▶ **Given request a**
Output, with no changes, the part of the listing that opens with the line containing "Where can the blue hat" and closes with the line containing "x=219, y=232", including both of those lines.

▶ **Document segment**
'''
The next day, Scott tested his message at the Charleston County Republican Party's monthly meeting. Mark Hartley, county GOP chairman at the time, was there. He approached Scott after the meeting.
"We prayed he would make the right decision," Hartley said in a Feb. 27 interview with The Post and Courier. "And then, we asked the Lord to give him the strength to follow-through."
When word got out that a young, Black Republican was interested in running for an open seat on Charleston County Council, the leader of the state GOP requested a meeting. Scott agreed, and drove to Columbia.
Not only did the party promise to spend $5,000 on Scott's campaign — the maximum allowed under state law — it was the most the party had ever given to any candidate running for a county council seat.
"This is going to be just one more nail in the Democrats' coffin," state party Chairman Henry McMaster, now South Carolina governor, declared at a pro-Scott press conference.
Plus, if Scott won, he would be the first Black Republican to hold an elected office in South Carolina since Georgetown County school teacher John Bolts joined the state House of Representatives in 1902.
Scott won in a landslide over Democrat Floyd Craven, a code inspector for the city of North Charleston, by an 80 percent to 20 percent margin.
The win also helped quiet a long-simmering debate about local elections where Democrats argued Black candidates were struggling to get elected countywide. But Scott's overwhelming special election win against a White Democratic opponent gave Republicans reason to celebrate a rebuttal they hoped would end the push for single-member districts.
Big endorsements came from Republicans, including Gov. David Beasley; U.S. Rep. Arthur Ravenel Jr.; and Reuben Greenberg, Charleston's first Black police chief. A handwritten note of congratulations followed from U.S. Sen. Strom Thurmond, the South Carolina Republican who had run for president on a pro-segregation Dixiecrat platform in 1948.
In his campaign, Scott highlighted his fiscal conservative beliefs, telling voters he favored zero-based budgeting where the county would have to justify every dollar it spent.
He also talked about the need to create tax incentive packages as a way to generate jobs in the wake of the federal government's plans to close the Charleston Navy Base.
Trey Walker, the-then executive director of the S.C. Republican Party and now McMaster's chief of staff, declared in a letter to the editor: "Tim Scott is part of a new generation of young dynamic conservatives seeking office as Republicans."
'''
▶ **Given request b**
Give the part of the campaign passage that opens with the words containing "When word got" and closes with "county council seat." again, renaming "state GOP" to "state party".

Dataset records on object locations
'''
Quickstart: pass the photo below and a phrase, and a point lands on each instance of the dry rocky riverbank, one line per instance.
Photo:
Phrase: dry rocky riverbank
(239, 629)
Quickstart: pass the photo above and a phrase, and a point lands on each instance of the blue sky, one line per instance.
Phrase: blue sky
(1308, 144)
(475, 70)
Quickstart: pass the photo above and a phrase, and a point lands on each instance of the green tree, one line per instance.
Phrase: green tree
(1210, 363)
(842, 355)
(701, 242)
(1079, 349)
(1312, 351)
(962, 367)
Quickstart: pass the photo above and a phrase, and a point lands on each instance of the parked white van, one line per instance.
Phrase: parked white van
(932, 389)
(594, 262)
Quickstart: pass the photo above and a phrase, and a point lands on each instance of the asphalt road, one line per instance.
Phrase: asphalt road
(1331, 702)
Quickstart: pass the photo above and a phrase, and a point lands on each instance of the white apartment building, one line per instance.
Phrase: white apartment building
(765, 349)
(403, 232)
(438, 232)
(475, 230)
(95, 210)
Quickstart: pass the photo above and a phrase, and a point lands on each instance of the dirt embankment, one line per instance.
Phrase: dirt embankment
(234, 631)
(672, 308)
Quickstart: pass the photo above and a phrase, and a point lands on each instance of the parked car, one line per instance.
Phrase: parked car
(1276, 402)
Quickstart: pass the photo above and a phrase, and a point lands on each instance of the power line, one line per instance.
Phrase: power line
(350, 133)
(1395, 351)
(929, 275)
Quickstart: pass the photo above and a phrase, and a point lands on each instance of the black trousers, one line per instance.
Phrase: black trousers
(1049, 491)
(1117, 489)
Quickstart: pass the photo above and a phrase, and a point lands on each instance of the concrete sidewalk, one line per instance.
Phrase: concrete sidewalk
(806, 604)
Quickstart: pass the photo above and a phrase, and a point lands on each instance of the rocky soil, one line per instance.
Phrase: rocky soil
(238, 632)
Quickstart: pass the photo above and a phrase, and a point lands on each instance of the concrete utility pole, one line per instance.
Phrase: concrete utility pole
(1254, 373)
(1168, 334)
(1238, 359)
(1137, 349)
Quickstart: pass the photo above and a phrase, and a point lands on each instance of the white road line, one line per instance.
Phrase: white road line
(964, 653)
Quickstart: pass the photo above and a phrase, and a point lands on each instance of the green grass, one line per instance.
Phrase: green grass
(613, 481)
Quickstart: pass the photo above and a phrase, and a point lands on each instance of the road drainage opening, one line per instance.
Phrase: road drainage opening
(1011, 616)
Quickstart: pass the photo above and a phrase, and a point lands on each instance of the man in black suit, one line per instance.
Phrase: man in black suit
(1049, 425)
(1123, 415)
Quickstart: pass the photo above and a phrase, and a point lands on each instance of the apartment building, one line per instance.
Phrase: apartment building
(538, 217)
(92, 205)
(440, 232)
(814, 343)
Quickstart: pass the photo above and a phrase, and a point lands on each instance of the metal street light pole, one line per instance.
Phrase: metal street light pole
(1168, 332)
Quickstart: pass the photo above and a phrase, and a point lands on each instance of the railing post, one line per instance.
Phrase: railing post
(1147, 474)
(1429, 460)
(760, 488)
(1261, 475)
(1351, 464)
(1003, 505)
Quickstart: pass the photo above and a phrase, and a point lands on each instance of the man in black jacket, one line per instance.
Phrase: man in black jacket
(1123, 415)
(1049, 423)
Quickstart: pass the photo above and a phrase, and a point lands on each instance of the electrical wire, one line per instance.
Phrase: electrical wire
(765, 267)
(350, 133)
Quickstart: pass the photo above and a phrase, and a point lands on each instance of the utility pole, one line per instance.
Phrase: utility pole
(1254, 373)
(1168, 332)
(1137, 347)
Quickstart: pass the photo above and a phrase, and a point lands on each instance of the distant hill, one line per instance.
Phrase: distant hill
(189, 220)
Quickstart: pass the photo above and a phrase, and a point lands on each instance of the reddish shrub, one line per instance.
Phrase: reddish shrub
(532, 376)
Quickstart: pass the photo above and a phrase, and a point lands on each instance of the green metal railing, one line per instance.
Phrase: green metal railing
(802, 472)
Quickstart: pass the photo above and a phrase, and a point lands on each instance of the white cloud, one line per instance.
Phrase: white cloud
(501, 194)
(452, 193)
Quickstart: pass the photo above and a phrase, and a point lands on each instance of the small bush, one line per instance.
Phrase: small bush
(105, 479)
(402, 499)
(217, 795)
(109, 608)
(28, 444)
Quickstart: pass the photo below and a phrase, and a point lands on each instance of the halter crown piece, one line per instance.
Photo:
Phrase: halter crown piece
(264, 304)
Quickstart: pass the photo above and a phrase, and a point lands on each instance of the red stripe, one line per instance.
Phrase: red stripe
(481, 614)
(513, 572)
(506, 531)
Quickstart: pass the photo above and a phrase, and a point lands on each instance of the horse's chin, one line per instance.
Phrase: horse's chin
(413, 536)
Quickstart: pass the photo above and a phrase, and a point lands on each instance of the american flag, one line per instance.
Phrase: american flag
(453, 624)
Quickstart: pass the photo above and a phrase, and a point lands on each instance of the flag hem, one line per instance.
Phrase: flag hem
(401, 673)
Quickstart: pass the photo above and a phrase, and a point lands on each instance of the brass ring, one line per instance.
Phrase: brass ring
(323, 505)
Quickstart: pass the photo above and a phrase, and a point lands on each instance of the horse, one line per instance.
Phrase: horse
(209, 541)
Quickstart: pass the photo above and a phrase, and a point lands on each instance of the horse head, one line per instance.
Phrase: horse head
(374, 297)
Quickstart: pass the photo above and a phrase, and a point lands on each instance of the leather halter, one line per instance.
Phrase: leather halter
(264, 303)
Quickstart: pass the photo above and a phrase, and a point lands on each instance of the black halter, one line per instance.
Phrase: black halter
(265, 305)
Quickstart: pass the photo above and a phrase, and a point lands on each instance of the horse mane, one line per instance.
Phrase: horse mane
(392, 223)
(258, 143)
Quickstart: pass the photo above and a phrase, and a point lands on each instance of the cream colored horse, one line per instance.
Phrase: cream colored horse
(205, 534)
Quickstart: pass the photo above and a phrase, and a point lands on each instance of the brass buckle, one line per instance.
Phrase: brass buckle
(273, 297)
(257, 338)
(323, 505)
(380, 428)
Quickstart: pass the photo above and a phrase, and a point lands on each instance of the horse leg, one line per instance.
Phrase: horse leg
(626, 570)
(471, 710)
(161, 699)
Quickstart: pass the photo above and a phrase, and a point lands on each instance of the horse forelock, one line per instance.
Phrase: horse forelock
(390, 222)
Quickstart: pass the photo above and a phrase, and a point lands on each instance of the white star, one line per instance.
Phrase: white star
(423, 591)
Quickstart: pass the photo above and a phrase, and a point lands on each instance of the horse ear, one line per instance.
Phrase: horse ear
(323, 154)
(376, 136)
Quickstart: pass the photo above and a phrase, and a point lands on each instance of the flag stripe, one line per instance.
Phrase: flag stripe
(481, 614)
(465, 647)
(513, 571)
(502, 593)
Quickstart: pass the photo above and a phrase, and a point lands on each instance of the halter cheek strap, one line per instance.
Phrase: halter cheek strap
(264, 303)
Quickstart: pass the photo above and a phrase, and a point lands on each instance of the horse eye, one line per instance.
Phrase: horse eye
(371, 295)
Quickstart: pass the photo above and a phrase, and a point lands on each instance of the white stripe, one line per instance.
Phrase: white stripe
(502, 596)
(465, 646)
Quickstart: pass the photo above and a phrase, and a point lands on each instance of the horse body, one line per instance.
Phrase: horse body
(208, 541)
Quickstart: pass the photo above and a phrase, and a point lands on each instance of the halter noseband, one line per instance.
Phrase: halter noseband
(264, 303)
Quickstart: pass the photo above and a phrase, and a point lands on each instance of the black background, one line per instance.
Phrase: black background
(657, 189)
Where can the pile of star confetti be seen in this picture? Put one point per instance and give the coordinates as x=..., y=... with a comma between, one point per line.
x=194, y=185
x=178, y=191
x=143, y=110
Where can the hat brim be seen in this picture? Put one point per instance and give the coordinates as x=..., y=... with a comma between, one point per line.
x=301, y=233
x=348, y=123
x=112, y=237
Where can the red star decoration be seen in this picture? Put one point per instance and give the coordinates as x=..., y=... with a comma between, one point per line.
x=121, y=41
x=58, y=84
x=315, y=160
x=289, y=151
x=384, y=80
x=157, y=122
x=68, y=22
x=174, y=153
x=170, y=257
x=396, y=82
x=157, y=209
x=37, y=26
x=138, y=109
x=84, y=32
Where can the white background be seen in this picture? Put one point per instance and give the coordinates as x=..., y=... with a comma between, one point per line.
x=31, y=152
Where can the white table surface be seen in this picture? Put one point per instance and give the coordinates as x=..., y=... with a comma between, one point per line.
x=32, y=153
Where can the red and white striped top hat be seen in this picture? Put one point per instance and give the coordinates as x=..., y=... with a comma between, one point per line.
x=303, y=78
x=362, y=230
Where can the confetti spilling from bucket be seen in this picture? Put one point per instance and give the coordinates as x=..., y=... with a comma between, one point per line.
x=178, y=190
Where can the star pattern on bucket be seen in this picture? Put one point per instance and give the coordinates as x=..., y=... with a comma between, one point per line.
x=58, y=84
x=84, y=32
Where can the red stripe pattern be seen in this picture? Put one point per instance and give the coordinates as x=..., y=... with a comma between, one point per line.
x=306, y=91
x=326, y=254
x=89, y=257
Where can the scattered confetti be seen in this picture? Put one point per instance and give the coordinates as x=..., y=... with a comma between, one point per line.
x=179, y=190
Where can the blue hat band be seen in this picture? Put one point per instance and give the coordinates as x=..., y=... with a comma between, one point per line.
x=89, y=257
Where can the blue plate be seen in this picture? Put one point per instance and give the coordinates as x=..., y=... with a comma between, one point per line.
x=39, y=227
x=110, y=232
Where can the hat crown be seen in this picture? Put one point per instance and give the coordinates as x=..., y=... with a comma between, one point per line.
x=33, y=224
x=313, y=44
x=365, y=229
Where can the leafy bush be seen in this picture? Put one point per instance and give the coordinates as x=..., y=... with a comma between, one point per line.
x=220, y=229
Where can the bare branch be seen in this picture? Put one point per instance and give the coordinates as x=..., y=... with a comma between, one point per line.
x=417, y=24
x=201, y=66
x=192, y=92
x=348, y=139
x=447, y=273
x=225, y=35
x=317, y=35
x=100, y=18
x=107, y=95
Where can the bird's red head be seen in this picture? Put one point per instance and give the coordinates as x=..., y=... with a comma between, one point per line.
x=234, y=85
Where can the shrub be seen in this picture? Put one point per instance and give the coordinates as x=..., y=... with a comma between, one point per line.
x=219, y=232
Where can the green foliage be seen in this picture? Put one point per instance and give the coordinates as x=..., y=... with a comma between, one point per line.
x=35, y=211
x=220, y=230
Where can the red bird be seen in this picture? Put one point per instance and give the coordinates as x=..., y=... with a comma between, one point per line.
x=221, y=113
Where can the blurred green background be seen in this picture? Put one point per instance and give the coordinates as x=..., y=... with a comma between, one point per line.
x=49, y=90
'''
▶ **Exercise result a**
Where can the blue hat band be seen in this picture? Put one point per instance and give the coordinates as x=..., y=... with a comma between, one point per line.
x=89, y=257
Where can the blue plate be seen in this picture? Put one point per instance and give the coordinates as x=..., y=... with a comma between, one point per line.
x=39, y=227
x=110, y=232
Where can the hat crown be seen in this picture? Put one point per instance and give the coordinates as x=..., y=... with a comma between, one point per line.
x=33, y=224
x=313, y=44
x=365, y=229
Where can the leafy bush be seen in this picture? Put one point per instance and give the coordinates as x=..., y=... with a comma between, one point per line.
x=220, y=229
Where can the bare branch be seen in this picture? Put one point per instance and give the coordinates as x=..., y=... with a comma between, one point per line.
x=417, y=24
x=201, y=66
x=192, y=92
x=348, y=139
x=447, y=273
x=225, y=35
x=317, y=35
x=100, y=18
x=107, y=95
Where can the bird's red head be seen in this picture? Put one point per instance and give the coordinates as x=..., y=... with a comma between, one point per line.
x=234, y=85
Where can the shrub be seen in this picture? Put one point per instance and give the coordinates as x=..., y=... with a comma between, one point per line.
x=219, y=232

▶ **Exercise result b**
When word got out that a young, Black Republican was interested in running for an open seat on Charleston County Council, the leader of the state party requested a meeting. Scott agreed, and drove to Columbia.
Not only did the party promise to spend $5,000 on Scott's campaign — the maximum allowed under state law — it was the most the party had ever given to any candidate running for a county council seat.